Coordinate annotation records
[start]

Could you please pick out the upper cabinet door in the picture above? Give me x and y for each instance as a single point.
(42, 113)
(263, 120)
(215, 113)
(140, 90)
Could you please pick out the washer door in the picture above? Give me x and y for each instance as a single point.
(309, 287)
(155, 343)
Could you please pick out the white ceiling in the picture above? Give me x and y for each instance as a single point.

[end]

- Set problem
Rewrite the items from the line containing "Could you please pick out the washer" through the end of the items, swapping "washer door" for "dryer door" and changing nothing else.

- Exercise output
Could you please pick out the dryer door in the picture above? Give me x and y for each instance as a single point.
(309, 287)
(155, 343)
Could you please pick out the white ceiling in the picture above? Give me x and y for each instance as a single point.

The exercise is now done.